*EXERCISE DESCRIPTION*
Find the line containing "hair in the picture above.". Reproduce it and every line after it up to the end of the records, exactly as written.
***** EXERCISE INPUTS *****
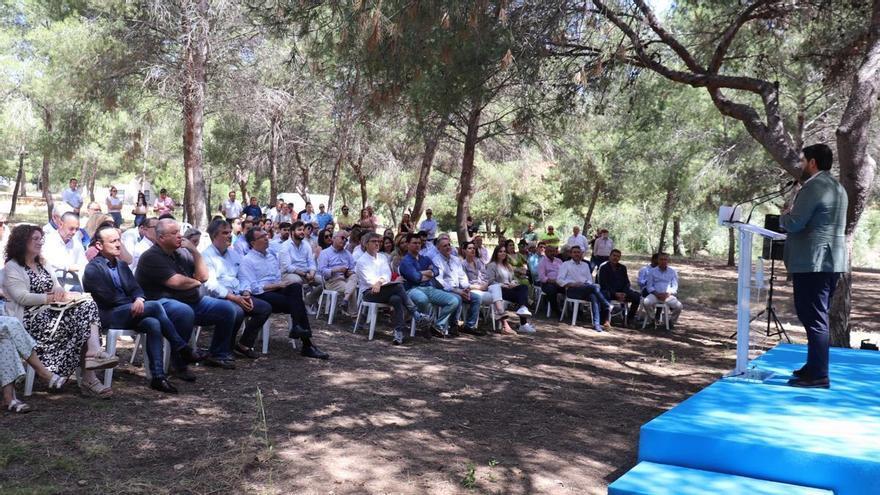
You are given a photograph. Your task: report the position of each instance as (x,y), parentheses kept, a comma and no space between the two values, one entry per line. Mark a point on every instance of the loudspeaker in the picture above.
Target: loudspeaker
(772,250)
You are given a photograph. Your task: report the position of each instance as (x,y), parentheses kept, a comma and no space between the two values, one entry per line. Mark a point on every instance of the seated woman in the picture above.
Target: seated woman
(61,332)
(476,272)
(15,345)
(500,272)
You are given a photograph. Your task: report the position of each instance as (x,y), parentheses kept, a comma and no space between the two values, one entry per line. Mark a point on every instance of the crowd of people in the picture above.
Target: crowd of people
(65,284)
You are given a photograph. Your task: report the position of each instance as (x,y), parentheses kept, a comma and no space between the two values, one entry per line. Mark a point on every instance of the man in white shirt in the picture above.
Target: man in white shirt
(73,197)
(454,280)
(298,264)
(147,230)
(231,208)
(223,283)
(374,282)
(337,266)
(429,225)
(260,278)
(662,285)
(62,250)
(575,275)
(577,239)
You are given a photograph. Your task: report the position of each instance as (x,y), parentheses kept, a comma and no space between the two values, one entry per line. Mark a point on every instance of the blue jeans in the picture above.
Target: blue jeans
(473,308)
(255,320)
(448,303)
(154,323)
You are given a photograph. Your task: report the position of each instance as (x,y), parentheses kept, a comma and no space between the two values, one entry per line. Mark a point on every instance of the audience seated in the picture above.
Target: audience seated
(418,273)
(499,272)
(614,283)
(337,267)
(174,269)
(576,276)
(454,280)
(376,285)
(260,277)
(662,286)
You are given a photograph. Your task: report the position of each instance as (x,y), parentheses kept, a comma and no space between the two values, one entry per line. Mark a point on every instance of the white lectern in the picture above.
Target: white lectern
(743,293)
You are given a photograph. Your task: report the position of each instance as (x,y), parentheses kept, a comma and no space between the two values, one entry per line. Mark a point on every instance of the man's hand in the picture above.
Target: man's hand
(137,308)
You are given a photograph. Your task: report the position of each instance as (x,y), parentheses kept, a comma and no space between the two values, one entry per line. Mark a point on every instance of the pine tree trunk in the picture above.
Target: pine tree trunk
(195,59)
(466,181)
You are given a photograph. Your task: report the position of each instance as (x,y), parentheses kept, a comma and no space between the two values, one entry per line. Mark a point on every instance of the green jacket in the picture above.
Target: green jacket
(815,225)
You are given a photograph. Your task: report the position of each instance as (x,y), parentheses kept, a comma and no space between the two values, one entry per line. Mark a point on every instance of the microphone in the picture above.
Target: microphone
(774,195)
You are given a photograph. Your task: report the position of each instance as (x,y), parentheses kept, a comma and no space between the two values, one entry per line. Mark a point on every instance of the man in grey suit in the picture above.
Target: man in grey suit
(815,256)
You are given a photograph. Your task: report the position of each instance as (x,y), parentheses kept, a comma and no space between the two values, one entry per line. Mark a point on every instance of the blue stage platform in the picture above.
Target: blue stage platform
(821,438)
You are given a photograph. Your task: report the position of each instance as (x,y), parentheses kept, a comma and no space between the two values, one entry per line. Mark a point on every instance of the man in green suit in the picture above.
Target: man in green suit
(815,256)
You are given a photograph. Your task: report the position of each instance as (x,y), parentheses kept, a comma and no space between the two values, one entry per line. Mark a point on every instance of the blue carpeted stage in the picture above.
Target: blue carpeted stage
(798,438)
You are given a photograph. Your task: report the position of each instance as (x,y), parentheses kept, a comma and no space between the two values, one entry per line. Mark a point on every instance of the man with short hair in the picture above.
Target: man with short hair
(576,276)
(173,268)
(73,197)
(298,264)
(548,272)
(121,304)
(323,217)
(224,266)
(419,273)
(337,267)
(614,283)
(429,225)
(259,277)
(62,250)
(577,239)
(375,284)
(662,285)
(231,208)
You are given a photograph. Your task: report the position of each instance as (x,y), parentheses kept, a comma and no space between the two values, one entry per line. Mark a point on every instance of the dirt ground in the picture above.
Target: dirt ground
(557,413)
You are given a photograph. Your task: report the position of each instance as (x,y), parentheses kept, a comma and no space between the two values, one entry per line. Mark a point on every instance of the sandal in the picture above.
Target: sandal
(19,407)
(95,389)
(101,361)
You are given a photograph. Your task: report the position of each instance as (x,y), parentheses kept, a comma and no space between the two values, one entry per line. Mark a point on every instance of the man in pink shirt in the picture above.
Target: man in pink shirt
(548,270)
(163,205)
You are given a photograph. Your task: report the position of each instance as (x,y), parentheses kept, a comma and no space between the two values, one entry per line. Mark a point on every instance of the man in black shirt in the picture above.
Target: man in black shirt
(614,283)
(173,269)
*****
*COMPLETED EXERCISE*
You are given a photograph. Your task: report the position of each instance as (x,y), parentheses kept, a comma and no space between the two values, one entry per line. Mark a point on every instance of the man with short hair in the picture above.
Target: man with short hair
(576,276)
(173,268)
(73,197)
(298,264)
(548,272)
(121,304)
(323,217)
(224,266)
(419,273)
(337,267)
(614,283)
(429,225)
(259,277)
(62,250)
(577,239)
(375,284)
(662,285)
(231,208)
You are given a photograph. Your task: report the position of each instance as (x,y), parentheses kept, a comma and no space between the two values, one entry per line. Mark a point on every instance of the dirt ground in the picture above.
Target: dirt ground
(557,413)
You are given a photograph. Your task: report the position of each instance as (x,y), parentheses kept, a comma and no space between the two values, one entry per line. Mark a point on every instance of the sandal in the picture above.
Target: sandal
(19,407)
(95,389)
(101,361)
You are given a photograph. Your task: report the position of each instance as (x,y), parentheses kept, a comma and no space between the two values, one entry per line. Mark a point on every instance of the man in pink shirt in the picture above.
Target: man in pink shirt
(548,270)
(163,205)
You are given a photograph. Your task: report the position of each instance as (x,y), parentheses kept, a comma and no space between the two values, one entry per line. Mark a point on every instance of the man in black shirt in the picture above.
Target: man in black shirt
(614,283)
(173,269)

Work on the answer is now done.